Awesome

Square Attack: a query-efficient black-box adversarial attack via random search

ECCV 2020

Maksym Andriushchenko*, Francesco Croce*, Nicolas Flammarion, Matthias Hein

EPFL, University of Tübingen

Paper: https://arxiv.org/abs/1912.00049

* denotes equal contribution

News

[Jul 2020] The paper is accepted at ECCV 2020! Please stop by our virtual poster for the latest insights in black-box adversarial attacks (also check out our recent preprint Sparse-RS paper where we use random search for sparse attacks).
[Mar 2020] Our attack is now part of AutoAttack, an ensemble of attacks used for automatic (i.e., no hyperparameter tuning needed) robustness evaluation. Table 2 in the AutoAttack paper shows that at least on 6 models our black-box attack outperforms gradient-based methods. Always useful to have a black-box attack to prevent inaccurate robustness claims!
[Mar 2020] We also achieve the best results on TRADES MNIST benchmark!
[Jan 2020] The Square Attack achieves the best results on MadryLab's MNIST challenge, outperforming all white-box attacks! In this case we used 50 random restarts of our attack, each with a query limit of 20000.
[Nov 2019] The Square Attack breaks the recently proposed defense from "Bandlimiting Neural Networks Against Adversarial Attacks" (https://github.com/robust-ml/robust-ml.github.io/issues/15).

Abstract

We propose the Square Attack, a score-based black-box L2- and Linf-adversarial attack that does not rely on local gradient information and thus is not affected by gradient masking. Square Attack is based on a randomized search scheme which selects localized square-shaped updates at random positions so that at each iteration the perturbation is situated approximately at the boundary of the feasible set. Our method is significantly more query efficient and achieves a higher success rate compared to the state-of-the-art methods, especially in the untargeted setting. In particular, on ImageNet we improve the average query efficiency in the untargeted setting for various deep networks by a factor of at least 1.8 and up to 3 compared to the recent state-of-the-art Linf-attack of Al-Dujaili & O’Reilly. Moreover, although our attack is black-box, it can also outperform gradient-based white-box attacks on the standard benchmarks achieving a new state-of-the-art in terms of the success rate.

▶ REQUIRED WORK
A. On the Square Attack page, how many random restarts were used for MadryLab's MNIST challenge?
B. Write a continuation of the Square Attack page that picks up after its last sentence.

▶ GIVEN ENTRIES

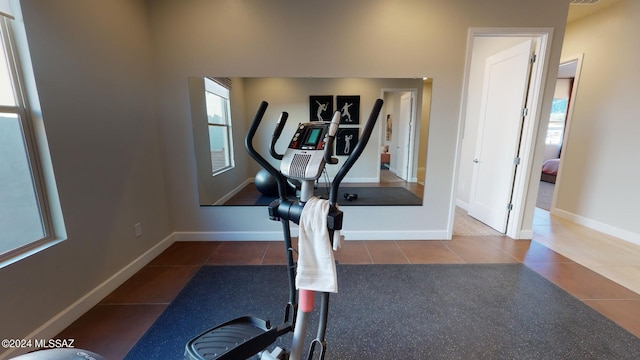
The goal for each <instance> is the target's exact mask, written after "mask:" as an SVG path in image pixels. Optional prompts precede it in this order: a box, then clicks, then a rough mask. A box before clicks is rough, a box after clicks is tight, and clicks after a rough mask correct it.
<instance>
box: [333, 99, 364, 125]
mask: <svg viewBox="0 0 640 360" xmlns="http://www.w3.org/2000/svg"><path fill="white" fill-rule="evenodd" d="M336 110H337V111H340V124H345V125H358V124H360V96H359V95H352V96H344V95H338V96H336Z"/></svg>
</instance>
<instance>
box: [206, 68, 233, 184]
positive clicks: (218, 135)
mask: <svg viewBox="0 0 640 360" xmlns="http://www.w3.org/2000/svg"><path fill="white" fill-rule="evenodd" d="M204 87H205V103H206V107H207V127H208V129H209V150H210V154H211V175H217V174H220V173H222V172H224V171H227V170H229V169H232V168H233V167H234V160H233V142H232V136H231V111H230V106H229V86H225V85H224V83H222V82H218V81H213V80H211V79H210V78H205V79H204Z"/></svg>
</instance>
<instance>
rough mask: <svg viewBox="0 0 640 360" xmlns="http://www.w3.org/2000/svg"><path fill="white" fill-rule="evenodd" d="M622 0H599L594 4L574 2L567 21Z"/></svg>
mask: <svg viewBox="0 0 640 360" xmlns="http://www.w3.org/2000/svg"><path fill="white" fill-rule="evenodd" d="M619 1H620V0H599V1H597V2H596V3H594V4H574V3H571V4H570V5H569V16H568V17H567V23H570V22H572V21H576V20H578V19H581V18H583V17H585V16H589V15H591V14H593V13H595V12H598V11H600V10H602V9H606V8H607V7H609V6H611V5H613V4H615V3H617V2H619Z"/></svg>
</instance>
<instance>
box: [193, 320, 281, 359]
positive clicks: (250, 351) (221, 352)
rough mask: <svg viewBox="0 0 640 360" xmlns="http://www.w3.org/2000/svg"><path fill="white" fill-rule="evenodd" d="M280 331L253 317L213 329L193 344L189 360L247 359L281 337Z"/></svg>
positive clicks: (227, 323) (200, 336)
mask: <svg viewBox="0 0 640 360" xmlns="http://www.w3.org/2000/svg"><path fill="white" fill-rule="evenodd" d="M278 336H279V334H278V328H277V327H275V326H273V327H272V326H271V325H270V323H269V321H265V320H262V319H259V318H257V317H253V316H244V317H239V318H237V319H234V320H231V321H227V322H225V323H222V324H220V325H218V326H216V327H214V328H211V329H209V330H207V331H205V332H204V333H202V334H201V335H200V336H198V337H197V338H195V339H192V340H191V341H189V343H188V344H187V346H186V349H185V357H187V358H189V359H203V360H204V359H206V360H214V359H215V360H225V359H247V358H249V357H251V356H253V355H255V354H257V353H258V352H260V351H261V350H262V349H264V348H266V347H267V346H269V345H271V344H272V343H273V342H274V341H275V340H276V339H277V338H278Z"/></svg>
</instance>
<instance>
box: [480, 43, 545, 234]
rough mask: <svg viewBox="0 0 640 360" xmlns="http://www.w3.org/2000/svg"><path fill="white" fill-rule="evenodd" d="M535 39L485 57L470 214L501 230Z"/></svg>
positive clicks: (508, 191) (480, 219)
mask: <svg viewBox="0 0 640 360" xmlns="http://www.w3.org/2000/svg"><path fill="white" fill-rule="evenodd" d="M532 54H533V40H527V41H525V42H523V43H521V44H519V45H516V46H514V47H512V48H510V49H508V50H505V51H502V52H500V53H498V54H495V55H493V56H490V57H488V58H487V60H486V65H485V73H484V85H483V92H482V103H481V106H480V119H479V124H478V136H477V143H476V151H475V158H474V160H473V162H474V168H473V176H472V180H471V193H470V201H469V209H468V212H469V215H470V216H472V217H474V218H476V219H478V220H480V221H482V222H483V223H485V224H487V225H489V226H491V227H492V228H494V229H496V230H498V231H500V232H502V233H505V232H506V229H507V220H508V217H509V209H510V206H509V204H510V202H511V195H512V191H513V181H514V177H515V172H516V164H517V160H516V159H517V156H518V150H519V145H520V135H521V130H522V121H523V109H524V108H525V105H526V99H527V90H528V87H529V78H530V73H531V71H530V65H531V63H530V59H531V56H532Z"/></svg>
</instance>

▶ RESULTS IN ORDER
A. 50 random restarts, each with a query limit of 20000.

B.
The code of the Square Attack can be found in square_attack_linf(...) and square_attack_l2(...) in attack.py.
Below we show adversarial examples generated by our method for Linf and L2 perturbations:

About the paper

The general algorithm of the attack is extremely simple and relies on the random search algorithm: we try some update and accept it only if it helps to improve the loss:

The only thing we customize is the sampling distribution P (see the paper for details). The main idea behind the choice of the sampling distributions is that:

We start at the boundary of the feasible set with a good initialization that helps to improve the query efficiency (particularly for the Linf-attack).
Every iteration we stay at the boundary of the feasible set by changing squared-shaped regions of the image.

In the paper we also provide convergence analysis of a variant of our attack in the non-convex setting, and justify the main algorithmic choices such as modifying squares and using the same sign of the update.

This simple algorithm is sufficient to significantly outperform much more complex approaches in terms of the success rate and query efficiency:

Here are the complete success rate curves with respect to different number of queries. We note that the Square Attack also outperforms the competing approaches in the low-query regime.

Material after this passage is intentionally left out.